---------- FRAGMENTO FUENTE ----------
En el escenario del Teatro Colón un violín paterno guía los sueños del niño Boris “Lalo” Schifrin. Ha nacido en 1932 y ya un pentagrama entrevera los barrotes de su cuna. “Mi papá me traía de regalo batutas de grandes directores como Toscanini, rotas en un ensayo. Me llevó a estudiar piano con el padre de Daniel Barenboim y después con el maestro ruso Andrea Karalis”.

Una zancadilla

El jazz le hace una zancadilla a su adolescencia. “Todo estaba bien hasta que me recibí en el Colegio Nacional. Allí descubrí el jazz y mi padre se asustó un poco. El jazz estaba relacionado con drogas, night-clubs, mujeres de la noche. No lo culpo. Ahora que soy padre, comprendo que sus temores eran válidos. Aún así me dejó continuar con mi vocación”, cuenta.

René Leibowitz y Olivier Messiaen ejercitan la imaginación de Lalo en París. “Nunca decía a los músicos de jazz con los que me encontraba todas las noches, que los sábados me iba a escuchar la improvisaciones de Messiaen en el órgano, a partir de la misa clásica”.

Mauricio Smith, Lalo Schfrin, Pan con salsa, Mario Bauza
Dizzi Gilespie, Chino Pozo, Joe Williams y Marshall Royal

1956. En una discoteca porteña se agasaja a Dizzy Gillespie. El joven pianista porteño distribuye síncopas de sentimiento en el teclado. Dizzy se arrima: “Si te las arreglas para llegar a Estados Unidos, tienes trabajo en mi banda”. El viaje tardaría un poco. “Conseguí en 1958 que me hicieran llamar de Estados Unidos para trabajar en un restaurante mexicano. Viví de lo que me pagaban y de las propinas”. Gillespie es un mal político, cumple su promesa. Lalo abre las puertas de la música y el trabajo comienza a llegar. La Suite Gillespiana lo consagra. Partituras para películas y series televisivas. Bullit, La leyenda del indomable, El botín de los valientes, Mannix, Misión imposible.
----------
**EJERCICIO BREVE A:** Vuelve a escribir el texto sobre Lalo Schifrin desde "Mauricio Smith, Lalo" hasta "Mannix, Misión imposible.", cambiando "restaurante mexicano" por "café cubano".
**EJERCICIO BREVE B:** Retoma el texto sobre Lalo Schifrin y prosíguelo a partir de su última oración.
---------- LÍNEAS EXTRAÍDAS ----------
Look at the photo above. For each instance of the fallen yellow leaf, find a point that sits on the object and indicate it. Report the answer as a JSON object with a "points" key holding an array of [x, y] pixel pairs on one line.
----------
---------- LÍNEAS EXTRAÍDAS ----------
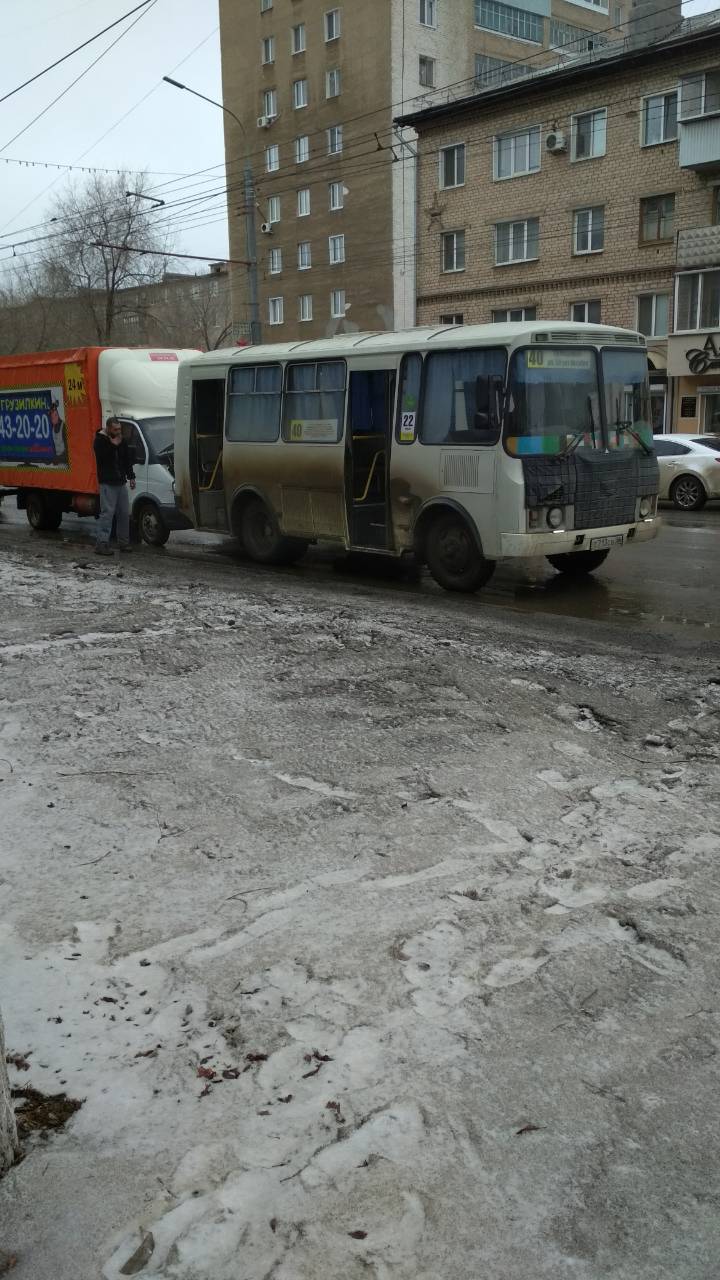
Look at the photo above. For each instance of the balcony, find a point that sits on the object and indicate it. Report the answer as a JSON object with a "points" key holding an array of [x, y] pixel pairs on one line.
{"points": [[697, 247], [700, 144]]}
----------
**RESULTADO FINAL A:**
Mauricio Smith, Lalo Schfrin, Pan con salsa, Mario Bauza
Dizzi Gilespie, Chino Pozo, Joe Williams y Marshall Royal

1956. En una discoteca porteña se agasaja a Dizzy Gillespie. El joven pianista porteño distribuye síncopas de sentimiento en el teclado. Dizzy se arrima: “Si te las arreglas para llegar a Estados Unidos, tienes trabajo en mi banda”. El viaje tardaría un poco. “Conseguí en 1958 que me hicieran llamar de Estados Unidos para trabajar en un café cubano. Viví de lo que me pagaban y de las propinas”. Gillespie es un mal político, cumple su promesa. Lalo abre las puertas de la música y el trabajo comienza a llegar. La Suite Gillespiana lo consagra. Partituras para películas y series televisivas. Bullit, La leyenda del indomable, El botín de los valientes, Mannix, Misión imposible.

**RESULTADO FINAL B:**
Un médium

“La creación musical es esencialmente emocional, expresiva y también intelectual. Es un reflejo de la vida en sonido, y en la vida hay tanto sentimientos como ideas, emociones o percepciones. Cuando compongo a veces creo que soy un médium y que hay ideas en el aire que vienen de Dios posiblemente y es mi deber atraparlas. Hay que aprender la técnica para captar esos mensajes. Cuanto más trabajo, menos ego tengo, mayor humildad. Dirigir las grandes obras de los maestros del pasado y del presente me ayuda a comprender que uno tiene que ser humilde porque Mozart con tres líneas conseguía cosas que son sublimes”, afirma.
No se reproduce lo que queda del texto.